PROBLEM REQUIREMENTS
Copy every line of the entries below without changing anything.

+++ RECORDS TO USE

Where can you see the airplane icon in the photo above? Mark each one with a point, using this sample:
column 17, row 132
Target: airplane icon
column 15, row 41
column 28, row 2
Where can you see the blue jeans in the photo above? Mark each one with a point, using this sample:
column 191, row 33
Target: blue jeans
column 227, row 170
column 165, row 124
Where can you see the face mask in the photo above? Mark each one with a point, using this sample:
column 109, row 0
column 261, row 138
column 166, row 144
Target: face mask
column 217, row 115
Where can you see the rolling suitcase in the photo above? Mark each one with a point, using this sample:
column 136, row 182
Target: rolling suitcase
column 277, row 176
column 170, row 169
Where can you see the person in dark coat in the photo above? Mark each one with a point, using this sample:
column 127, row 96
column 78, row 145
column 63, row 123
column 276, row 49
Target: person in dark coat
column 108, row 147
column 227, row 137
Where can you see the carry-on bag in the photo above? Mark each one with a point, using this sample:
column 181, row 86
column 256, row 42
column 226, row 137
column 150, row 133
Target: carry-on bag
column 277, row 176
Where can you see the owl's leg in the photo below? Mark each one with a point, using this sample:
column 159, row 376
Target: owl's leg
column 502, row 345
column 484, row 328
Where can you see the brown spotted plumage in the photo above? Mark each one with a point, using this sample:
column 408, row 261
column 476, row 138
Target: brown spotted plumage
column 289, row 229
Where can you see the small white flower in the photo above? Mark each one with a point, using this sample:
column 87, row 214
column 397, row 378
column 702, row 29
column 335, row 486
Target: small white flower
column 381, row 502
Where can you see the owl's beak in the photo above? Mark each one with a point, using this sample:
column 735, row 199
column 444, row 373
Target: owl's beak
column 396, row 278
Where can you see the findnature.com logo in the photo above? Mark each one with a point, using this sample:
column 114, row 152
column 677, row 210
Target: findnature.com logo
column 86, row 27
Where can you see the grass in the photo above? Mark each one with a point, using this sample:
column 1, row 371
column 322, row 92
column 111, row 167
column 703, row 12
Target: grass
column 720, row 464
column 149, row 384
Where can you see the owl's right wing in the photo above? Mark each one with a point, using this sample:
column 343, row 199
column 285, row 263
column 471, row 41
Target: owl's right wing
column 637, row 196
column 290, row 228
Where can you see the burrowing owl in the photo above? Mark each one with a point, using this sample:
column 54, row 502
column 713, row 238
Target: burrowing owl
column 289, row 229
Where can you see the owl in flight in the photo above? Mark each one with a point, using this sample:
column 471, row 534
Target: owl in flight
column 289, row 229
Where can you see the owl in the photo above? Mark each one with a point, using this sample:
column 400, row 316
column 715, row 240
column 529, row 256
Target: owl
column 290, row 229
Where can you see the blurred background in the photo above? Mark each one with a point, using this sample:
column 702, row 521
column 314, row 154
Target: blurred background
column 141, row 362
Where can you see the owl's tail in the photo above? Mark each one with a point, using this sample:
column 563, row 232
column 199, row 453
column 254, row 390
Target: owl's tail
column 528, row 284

++++++

REPLY TO THE TASK
Where can you see the airplane icon in the photo above? Mark each one with a point, using this sample:
column 17, row 132
Target: airplane icon
column 15, row 41
column 28, row 2
Where can you see the blue jeans in the photo above? Mark each one with a point, using this sample:
column 191, row 33
Target: blue jeans
column 227, row 170
column 165, row 124
Where can you see the face mask in the photo above? Mark each one with a point, using this sample:
column 109, row 0
column 261, row 138
column 166, row 144
Target: face mask
column 217, row 115
Where can you see the rolling suitcase in the photo above? Mark each one with a point, using this sample:
column 136, row 182
Target: rolling suitcase
column 277, row 176
column 170, row 169
Where can you see the person in dark coat in the photo above? Mark each one with a point, using this sample:
column 127, row 96
column 78, row 145
column 63, row 123
column 276, row 49
Target: person in dark coat
column 108, row 147
column 227, row 137
Where can you see the carry-on bag in the photo above? Mark each one with a point, using this sample:
column 181, row 86
column 256, row 42
column 226, row 137
column 150, row 133
Target: carry-on bag
column 277, row 176
Where can you see the owl's leg in the photo below? Mark each one with a point, using this sample:
column 159, row 376
Target: owl's leg
column 502, row 345
column 484, row 328
Where can you see the brown spotted plumage in the photo above? Mark each one with a point, using this sample:
column 408, row 261
column 476, row 138
Target: brown spotted plumage
column 289, row 229
Where can you see the small white flower in the photo above? Mark each one with a point, using this sample:
column 87, row 214
column 397, row 378
column 702, row 29
column 335, row 486
Target: small white flower
column 381, row 502
Where can you see the owl's beak in the photo above? Mark each one with a point, using this sample:
column 735, row 199
column 444, row 373
Target: owl's beak
column 396, row 278
Where can you see the findnature.com logo in the photo above? Mark each one with a point, using this sample:
column 114, row 152
column 677, row 210
Target: findnature.com logo
column 86, row 27
Where can you see the grass in the photo above? Mark each one with a point, using this sample:
column 1, row 371
column 322, row 92
column 111, row 167
column 703, row 12
Target: grass
column 720, row 464
column 149, row 384
Where can you see the owl's right wing in the photo above? Mark each one with a point, using this sample:
column 343, row 199
column 285, row 263
column 471, row 41
Target: owl's right wing
column 637, row 196
column 290, row 228
Where can you see the burrowing owl in the photo above? Mark each one with a point, using this sample:
column 54, row 502
column 713, row 238
Target: burrowing owl
column 289, row 229
Where can you see the owl in flight in the photo above? Mark each one with a point, using this sample:
column 471, row 534
Target: owl in flight
column 289, row 229
Where can you see the owl in the photo above? Mark each one with a point, using this sample:
column 400, row 316
column 715, row 240
column 529, row 256
Target: owl
column 290, row 229
Where can you see the blurred background in the photo above? Mark each one with a point, using this sample:
column 702, row 521
column 314, row 154
Target: blurred background
column 141, row 362
Where can you see the owl's tail in the photo above? Mark each one with a point, using this sample:
column 563, row 232
column 199, row 453
column 254, row 390
Target: owl's tail
column 528, row 284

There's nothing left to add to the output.